AIM OF THE EXERCISE:
Can you restate the preconditioner passage, starting with "To assess its" and going on through "of processes, respectively.", swapping each "setup" for "initialization"?

+++ PAGE EXTRACT +++

To assess its efficiency, iteration counts and solver timings with and without the hybrid preconditioner have been accumulated over each time step and are compared in Table 4, where also relative savings of iterations and solver time are reported. These savings amortize the additional effort during setup. The extra setup cost is governed by the size of the subdomains, since the ILU factorization on each parallel process can be performed in parallel independently of each other. If the load per process is kept constant, the additional setup cost is independent of the problem size or the number of processes, respectively.

Remark 5

For the process-local subdomain solves involved in the  part of the hybrid preconditioner, larger fill levels than ILU(0) have been investigated. In this case, the huge increase in setup cost cannot be amortized by the improved quality of the preconditioner. If the local subdomains are sufficiently small, an exact direct solve seems to be a viable choice, however it is outperformed by the ILU(0) option. Summing up, ILU(0) seems to be a good trade-off between setup cost and effectiveness of the preconditioner.

+++ SUPPLIED ENTRIES +++

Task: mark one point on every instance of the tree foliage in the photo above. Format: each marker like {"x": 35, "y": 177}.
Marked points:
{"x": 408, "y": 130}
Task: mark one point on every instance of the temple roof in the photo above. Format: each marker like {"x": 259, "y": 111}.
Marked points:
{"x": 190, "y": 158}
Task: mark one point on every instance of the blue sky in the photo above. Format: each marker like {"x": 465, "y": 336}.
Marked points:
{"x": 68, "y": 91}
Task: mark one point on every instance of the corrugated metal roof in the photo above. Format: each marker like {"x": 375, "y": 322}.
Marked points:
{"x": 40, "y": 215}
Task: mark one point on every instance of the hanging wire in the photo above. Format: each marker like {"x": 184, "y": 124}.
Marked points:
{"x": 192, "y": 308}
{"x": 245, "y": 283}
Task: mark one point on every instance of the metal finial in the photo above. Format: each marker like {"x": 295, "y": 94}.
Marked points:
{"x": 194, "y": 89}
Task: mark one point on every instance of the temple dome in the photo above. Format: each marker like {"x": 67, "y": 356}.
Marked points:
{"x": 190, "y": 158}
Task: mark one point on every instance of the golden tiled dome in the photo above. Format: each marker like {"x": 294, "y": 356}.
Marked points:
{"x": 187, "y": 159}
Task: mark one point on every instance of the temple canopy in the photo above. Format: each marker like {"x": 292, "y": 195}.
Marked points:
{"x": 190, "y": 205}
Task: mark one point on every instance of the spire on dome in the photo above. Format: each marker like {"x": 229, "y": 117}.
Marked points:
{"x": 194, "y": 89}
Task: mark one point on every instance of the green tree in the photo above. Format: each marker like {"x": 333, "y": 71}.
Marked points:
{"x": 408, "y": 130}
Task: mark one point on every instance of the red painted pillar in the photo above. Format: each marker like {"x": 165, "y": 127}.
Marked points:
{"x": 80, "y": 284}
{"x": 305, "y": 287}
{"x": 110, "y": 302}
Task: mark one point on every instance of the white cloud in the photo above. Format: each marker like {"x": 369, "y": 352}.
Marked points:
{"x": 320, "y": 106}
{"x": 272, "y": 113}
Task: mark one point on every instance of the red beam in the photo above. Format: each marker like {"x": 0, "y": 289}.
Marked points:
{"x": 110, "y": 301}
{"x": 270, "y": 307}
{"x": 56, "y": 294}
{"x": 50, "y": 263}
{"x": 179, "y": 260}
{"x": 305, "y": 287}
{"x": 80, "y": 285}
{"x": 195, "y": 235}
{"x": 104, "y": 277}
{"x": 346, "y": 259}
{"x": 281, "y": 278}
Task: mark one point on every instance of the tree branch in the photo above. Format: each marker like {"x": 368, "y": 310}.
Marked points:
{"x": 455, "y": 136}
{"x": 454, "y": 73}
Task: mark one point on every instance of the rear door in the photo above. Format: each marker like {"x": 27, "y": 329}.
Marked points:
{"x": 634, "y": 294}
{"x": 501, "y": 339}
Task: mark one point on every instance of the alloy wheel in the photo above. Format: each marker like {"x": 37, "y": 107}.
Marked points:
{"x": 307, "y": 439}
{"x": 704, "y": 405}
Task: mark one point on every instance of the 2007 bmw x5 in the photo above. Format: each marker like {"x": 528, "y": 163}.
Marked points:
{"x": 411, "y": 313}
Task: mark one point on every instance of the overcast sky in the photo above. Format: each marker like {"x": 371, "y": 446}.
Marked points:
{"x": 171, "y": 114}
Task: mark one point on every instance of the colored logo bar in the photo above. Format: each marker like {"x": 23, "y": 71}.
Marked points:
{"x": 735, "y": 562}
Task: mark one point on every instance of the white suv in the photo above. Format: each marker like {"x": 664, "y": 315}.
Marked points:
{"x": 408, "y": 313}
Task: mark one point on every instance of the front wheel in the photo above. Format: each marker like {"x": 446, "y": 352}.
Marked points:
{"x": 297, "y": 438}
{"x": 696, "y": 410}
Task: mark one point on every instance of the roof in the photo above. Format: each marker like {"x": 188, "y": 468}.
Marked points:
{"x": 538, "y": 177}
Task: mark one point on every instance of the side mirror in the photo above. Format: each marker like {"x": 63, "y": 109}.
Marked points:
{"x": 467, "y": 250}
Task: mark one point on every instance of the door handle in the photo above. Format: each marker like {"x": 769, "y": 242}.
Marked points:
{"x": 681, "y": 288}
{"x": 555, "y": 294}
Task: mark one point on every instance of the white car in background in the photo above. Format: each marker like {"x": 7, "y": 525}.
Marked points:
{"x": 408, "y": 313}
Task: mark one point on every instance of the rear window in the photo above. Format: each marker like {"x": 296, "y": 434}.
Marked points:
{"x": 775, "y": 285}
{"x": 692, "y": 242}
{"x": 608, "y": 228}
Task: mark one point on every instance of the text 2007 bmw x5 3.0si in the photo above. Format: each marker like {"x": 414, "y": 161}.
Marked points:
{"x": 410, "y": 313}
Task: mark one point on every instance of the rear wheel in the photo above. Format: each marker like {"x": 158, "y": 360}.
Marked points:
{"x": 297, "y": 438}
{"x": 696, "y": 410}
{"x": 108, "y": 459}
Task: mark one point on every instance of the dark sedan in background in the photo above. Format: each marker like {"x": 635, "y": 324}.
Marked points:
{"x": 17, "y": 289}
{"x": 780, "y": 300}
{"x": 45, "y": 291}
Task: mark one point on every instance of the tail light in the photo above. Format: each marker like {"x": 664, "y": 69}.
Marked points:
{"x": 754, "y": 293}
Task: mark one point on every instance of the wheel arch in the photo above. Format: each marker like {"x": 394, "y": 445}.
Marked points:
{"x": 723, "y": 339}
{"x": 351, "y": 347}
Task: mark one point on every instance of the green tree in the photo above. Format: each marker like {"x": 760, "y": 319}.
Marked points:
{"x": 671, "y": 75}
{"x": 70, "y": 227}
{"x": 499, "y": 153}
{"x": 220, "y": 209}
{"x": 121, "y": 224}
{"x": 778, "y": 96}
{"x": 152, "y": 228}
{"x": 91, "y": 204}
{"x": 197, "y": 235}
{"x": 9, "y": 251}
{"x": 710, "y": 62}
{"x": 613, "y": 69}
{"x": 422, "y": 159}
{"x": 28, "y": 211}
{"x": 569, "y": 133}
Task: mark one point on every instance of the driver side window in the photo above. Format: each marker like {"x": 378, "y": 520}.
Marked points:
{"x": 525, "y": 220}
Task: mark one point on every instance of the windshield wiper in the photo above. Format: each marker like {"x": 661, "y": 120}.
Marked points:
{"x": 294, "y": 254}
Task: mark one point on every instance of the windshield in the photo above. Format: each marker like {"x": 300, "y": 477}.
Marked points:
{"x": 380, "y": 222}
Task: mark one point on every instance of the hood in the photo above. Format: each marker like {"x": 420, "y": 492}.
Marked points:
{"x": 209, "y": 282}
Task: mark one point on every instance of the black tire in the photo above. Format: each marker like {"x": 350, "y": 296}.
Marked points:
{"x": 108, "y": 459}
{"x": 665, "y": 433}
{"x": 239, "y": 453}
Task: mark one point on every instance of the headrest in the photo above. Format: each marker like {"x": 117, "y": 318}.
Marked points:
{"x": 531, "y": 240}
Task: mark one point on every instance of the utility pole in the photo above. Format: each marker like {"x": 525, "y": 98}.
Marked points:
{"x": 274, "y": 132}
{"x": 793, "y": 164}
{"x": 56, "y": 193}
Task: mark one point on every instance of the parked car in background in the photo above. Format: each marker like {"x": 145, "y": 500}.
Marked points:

+++

RESULT FOR THIS TASK:
To assess its efficiency, iteration counts and solver timings with and without the hybrid preconditioner have been accumulated over each time step and are compared in Table 4, where also relative savings of iterations and solver time are reported. These savings amortize the additional effort during initialization. The extra initialization cost is governed by the size of the subdomains, since the ILU factorization on each parallel process can be performed in parallel independently of each other. If the load per process is kept constant, the additional initialization cost is independent of the problem size or the number of processes, respectively.